** Description of the task **
Reproduce precisely the lines of the listing below, starting with the line that contains "Mark a point on each instance of the grey heron" and stopping after the line that contains "Mark a point on each instance of the grey plumage"; include nothing else.

** Listed records **
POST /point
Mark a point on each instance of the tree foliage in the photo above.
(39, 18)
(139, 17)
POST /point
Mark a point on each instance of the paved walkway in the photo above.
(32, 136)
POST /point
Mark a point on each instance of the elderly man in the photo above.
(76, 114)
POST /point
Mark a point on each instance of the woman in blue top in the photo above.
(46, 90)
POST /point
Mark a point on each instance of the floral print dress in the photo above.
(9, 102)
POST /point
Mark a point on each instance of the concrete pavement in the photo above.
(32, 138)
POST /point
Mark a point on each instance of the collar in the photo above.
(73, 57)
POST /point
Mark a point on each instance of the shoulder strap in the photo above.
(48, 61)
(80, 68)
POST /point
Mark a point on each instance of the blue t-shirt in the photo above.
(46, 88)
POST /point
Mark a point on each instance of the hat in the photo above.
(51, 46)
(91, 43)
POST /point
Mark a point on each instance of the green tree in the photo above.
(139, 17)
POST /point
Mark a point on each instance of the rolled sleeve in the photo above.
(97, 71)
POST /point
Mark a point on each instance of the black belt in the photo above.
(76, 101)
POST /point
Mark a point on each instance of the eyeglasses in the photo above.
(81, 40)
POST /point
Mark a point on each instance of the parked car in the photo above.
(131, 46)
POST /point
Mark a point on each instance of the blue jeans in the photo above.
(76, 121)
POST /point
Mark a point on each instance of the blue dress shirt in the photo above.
...
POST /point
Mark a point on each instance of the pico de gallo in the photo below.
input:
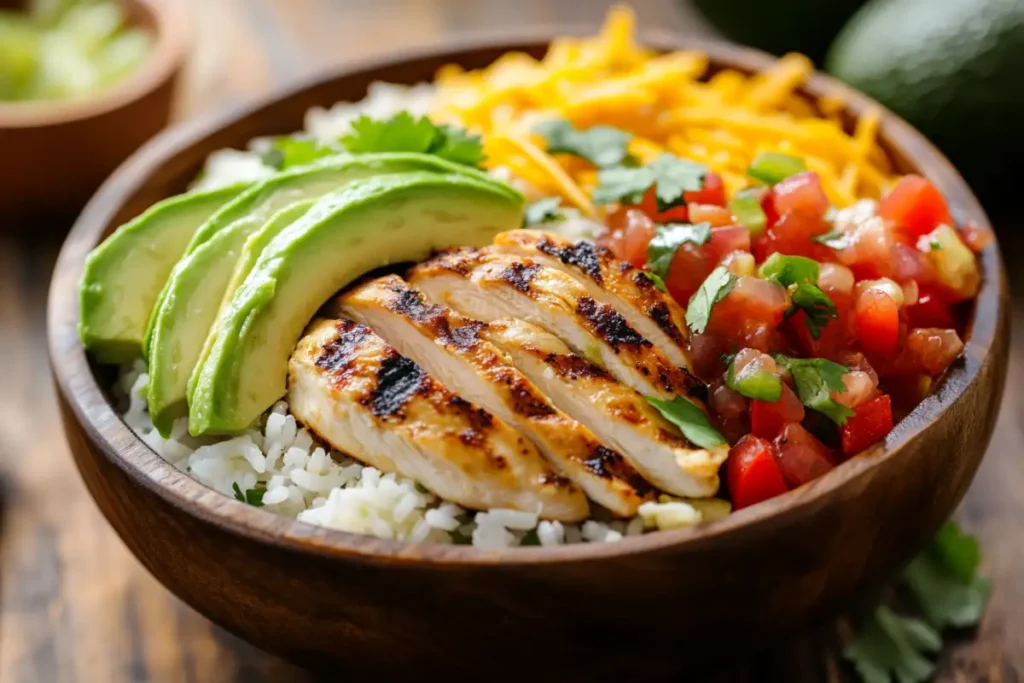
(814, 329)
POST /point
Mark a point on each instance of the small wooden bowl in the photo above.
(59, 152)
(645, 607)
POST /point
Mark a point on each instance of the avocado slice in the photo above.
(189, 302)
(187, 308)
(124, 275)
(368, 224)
--
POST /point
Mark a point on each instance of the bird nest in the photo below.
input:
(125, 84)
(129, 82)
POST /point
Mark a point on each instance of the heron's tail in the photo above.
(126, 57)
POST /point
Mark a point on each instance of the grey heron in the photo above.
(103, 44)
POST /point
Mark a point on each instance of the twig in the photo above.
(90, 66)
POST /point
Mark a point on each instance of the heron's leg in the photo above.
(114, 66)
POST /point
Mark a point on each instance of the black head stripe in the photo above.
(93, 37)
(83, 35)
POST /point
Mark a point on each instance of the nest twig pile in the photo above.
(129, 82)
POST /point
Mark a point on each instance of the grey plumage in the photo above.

** Answer box **
Mark a point on each instance of the grey heron in the photo above.
(103, 44)
POST /point
Mark a point on each instance of the twig in the photo above.
(90, 66)
POST /point
Mark a point on each instance of the heron's leg in the photo above.
(114, 66)
POST /point
Mark a point on each instance of the black head stripe in the photo above.
(93, 37)
(83, 35)
POST /point
Mark a point on each instance of the nest twig pile in the photo above.
(129, 82)
POST /point
Mark a point on each instance of the grey plumage in the photo above.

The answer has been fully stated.